[start ITEMS]

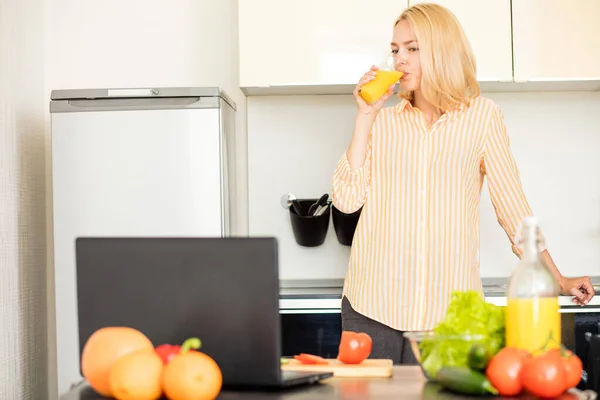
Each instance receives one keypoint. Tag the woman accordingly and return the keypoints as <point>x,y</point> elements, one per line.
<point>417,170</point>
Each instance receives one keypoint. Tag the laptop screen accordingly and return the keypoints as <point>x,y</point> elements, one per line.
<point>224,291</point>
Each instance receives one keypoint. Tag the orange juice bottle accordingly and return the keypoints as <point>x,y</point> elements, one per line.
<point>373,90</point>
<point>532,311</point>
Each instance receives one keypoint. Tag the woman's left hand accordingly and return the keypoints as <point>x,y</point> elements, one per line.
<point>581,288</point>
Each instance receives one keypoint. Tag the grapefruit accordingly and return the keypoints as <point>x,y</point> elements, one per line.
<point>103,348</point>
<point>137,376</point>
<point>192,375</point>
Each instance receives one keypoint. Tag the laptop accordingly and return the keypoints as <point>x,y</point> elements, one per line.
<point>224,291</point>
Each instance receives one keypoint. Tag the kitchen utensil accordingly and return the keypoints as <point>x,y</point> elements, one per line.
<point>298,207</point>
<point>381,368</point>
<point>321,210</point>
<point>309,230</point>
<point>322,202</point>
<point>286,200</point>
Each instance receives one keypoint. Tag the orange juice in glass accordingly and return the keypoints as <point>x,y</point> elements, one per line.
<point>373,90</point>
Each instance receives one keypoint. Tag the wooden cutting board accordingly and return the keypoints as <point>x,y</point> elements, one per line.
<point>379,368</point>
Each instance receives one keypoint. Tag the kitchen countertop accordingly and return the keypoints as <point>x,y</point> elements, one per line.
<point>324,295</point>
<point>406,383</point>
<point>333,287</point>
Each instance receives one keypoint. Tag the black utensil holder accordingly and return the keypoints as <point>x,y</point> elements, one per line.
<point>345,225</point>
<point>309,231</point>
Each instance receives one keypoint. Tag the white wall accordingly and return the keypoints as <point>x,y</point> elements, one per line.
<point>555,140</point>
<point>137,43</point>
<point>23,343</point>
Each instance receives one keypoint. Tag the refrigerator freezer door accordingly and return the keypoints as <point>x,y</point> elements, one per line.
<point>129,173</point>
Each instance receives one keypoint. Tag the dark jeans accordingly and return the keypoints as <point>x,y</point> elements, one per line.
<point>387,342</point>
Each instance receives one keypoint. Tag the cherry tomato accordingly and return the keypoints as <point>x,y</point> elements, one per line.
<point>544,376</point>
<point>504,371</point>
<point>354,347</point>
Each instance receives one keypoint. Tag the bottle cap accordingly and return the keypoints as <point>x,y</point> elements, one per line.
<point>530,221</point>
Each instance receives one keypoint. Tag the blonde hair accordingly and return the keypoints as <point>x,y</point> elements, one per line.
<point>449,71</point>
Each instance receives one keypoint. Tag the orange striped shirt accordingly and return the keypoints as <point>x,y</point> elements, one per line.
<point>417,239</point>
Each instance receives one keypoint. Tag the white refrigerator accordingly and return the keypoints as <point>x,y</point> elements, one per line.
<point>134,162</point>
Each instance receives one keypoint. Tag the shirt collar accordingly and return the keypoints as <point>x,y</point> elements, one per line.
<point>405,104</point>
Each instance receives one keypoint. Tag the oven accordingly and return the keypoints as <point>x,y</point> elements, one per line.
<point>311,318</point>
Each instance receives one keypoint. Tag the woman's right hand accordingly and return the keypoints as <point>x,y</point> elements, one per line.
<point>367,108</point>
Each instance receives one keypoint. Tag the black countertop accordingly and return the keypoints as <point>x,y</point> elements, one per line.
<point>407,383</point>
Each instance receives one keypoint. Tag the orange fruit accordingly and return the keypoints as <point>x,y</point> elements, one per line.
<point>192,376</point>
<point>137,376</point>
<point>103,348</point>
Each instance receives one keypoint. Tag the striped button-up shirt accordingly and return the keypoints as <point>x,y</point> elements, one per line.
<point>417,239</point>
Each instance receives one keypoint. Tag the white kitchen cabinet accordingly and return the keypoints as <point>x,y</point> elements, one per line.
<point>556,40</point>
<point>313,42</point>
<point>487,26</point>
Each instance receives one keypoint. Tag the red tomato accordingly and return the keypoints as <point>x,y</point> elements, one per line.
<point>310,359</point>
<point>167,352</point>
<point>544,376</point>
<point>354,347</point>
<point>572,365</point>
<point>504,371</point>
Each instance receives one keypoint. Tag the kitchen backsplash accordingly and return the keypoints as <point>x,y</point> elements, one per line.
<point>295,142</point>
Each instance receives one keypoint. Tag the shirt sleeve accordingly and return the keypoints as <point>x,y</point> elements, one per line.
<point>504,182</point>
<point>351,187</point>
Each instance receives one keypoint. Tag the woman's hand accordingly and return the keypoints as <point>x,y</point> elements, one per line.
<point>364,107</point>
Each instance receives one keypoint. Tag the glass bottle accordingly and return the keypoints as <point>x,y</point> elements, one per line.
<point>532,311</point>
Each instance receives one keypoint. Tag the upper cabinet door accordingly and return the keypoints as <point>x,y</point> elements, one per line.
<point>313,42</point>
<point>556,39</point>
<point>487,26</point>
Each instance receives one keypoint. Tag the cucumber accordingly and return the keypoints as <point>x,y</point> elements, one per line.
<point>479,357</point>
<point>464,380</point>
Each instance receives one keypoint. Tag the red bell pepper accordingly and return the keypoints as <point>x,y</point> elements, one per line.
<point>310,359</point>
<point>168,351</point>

[end ITEMS]
[start ITEMS]

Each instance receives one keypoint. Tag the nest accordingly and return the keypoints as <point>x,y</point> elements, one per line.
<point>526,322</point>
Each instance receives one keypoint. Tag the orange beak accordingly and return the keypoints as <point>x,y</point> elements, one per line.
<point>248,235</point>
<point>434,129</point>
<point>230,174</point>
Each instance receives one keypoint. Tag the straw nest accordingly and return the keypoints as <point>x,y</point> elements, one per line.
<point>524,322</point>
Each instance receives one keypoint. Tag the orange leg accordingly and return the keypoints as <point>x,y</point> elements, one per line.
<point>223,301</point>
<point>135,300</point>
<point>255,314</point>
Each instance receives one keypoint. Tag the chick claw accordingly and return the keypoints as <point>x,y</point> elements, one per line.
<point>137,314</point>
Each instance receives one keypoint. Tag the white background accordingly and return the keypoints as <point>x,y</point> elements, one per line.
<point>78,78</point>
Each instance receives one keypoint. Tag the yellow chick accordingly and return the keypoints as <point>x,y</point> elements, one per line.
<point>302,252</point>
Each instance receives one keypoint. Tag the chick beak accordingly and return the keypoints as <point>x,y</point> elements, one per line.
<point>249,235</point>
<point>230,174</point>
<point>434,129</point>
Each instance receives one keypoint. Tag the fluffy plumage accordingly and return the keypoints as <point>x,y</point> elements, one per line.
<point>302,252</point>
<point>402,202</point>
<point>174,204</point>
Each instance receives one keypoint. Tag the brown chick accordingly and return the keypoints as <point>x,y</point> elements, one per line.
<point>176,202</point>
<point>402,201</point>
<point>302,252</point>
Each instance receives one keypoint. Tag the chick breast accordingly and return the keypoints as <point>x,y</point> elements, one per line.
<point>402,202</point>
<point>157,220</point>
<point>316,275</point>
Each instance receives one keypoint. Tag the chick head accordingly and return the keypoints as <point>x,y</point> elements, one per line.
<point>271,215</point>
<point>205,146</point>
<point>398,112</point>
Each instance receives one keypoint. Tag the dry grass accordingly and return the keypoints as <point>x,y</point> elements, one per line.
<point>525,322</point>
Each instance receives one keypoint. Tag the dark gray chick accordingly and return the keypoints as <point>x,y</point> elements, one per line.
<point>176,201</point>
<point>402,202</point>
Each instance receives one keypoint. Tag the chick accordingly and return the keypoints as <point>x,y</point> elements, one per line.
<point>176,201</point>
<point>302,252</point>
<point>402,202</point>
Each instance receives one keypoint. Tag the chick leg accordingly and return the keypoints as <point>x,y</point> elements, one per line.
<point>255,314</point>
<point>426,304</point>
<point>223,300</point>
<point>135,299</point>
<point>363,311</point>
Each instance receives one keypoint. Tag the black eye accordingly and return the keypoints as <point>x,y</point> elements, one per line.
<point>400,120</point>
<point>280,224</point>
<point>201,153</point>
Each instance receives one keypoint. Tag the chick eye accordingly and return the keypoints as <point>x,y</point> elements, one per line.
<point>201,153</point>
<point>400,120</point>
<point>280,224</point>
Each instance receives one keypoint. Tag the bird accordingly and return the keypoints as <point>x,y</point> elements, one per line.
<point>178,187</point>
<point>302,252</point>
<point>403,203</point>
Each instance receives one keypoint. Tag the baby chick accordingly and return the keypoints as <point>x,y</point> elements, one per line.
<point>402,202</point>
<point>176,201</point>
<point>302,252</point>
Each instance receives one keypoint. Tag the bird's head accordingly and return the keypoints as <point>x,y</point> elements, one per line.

[end ITEMS]
[start ITEMS]

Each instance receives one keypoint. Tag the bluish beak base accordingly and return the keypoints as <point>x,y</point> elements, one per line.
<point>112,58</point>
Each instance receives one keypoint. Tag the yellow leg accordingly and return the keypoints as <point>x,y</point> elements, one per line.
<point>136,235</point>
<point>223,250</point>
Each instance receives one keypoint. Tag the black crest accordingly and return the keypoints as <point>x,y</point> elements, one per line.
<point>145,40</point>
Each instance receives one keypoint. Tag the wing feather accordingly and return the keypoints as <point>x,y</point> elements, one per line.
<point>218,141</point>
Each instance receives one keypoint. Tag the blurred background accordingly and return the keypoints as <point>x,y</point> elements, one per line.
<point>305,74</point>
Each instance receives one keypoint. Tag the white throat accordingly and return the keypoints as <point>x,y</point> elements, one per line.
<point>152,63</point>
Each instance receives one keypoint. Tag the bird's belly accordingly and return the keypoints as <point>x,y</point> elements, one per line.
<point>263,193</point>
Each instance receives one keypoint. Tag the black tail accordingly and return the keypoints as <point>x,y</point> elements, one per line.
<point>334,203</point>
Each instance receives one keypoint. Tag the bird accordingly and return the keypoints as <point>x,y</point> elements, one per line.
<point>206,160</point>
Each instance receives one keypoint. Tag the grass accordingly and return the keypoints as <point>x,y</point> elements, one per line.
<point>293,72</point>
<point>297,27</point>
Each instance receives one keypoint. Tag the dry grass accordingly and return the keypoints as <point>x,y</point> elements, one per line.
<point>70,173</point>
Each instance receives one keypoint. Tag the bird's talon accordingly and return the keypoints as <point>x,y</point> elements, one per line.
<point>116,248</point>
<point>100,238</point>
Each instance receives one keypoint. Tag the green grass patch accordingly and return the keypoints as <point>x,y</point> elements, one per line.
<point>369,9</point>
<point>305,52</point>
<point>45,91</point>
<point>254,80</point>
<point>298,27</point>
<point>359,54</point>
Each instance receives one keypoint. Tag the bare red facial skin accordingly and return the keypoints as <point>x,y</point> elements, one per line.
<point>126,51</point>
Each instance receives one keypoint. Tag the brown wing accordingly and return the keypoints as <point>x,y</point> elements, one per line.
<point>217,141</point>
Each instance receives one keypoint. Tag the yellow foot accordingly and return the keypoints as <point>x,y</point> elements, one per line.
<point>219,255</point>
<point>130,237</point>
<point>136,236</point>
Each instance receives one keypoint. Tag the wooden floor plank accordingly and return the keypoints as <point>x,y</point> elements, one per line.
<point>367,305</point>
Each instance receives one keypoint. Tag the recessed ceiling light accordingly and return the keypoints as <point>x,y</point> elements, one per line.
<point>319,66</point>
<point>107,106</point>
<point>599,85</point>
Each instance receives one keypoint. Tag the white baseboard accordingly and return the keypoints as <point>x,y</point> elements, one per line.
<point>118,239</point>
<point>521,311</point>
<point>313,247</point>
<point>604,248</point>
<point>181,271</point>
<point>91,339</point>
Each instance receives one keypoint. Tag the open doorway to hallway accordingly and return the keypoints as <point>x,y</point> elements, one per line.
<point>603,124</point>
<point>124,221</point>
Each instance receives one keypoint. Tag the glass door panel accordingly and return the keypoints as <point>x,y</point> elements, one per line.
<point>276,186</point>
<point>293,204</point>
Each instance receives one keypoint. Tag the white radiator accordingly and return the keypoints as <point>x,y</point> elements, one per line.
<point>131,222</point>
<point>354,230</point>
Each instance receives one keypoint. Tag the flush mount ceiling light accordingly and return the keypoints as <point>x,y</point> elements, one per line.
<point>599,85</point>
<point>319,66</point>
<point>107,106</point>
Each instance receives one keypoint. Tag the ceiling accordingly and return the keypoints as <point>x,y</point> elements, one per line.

[end ITEMS]

• _WRITTEN PROBLEM_: Output the material as a numbered list, starting with the line that contains "Each instance receives one keypoint. Tag the woman accordingly" and continuing through the line that contains "<point>192,375</point>", with both of those lines included. Include only those lines, and leave out any blank lines.

• _OUTPUT BELOW_:
1. Each instance receives one keypoint. Tag the woman accordingly and return the keypoints as <point>x,y</point> elements, one per line.
2. <point>417,170</point>
3. Each instance receives one keypoint. Tag the laptop screen accordingly and return the keypoints as <point>x,y</point> elements, one per line.
4. <point>224,291</point>
5. Each instance receives one keypoint. Tag the orange juice bottle accordingly and return the keypoints as <point>x,y</point> elements, one per line.
6. <point>373,90</point>
7. <point>532,311</point>
8. Each instance receives one keypoint. Tag the woman's left hand accordingly and return the keypoints as <point>x,y</point> elements, one per line.
9. <point>581,288</point>
10. Each instance receives one keypoint. Tag the grapefruit accordingly and return the keypoints as <point>x,y</point> elements, one per line.
11. <point>103,348</point>
12. <point>137,376</point>
13. <point>192,375</point>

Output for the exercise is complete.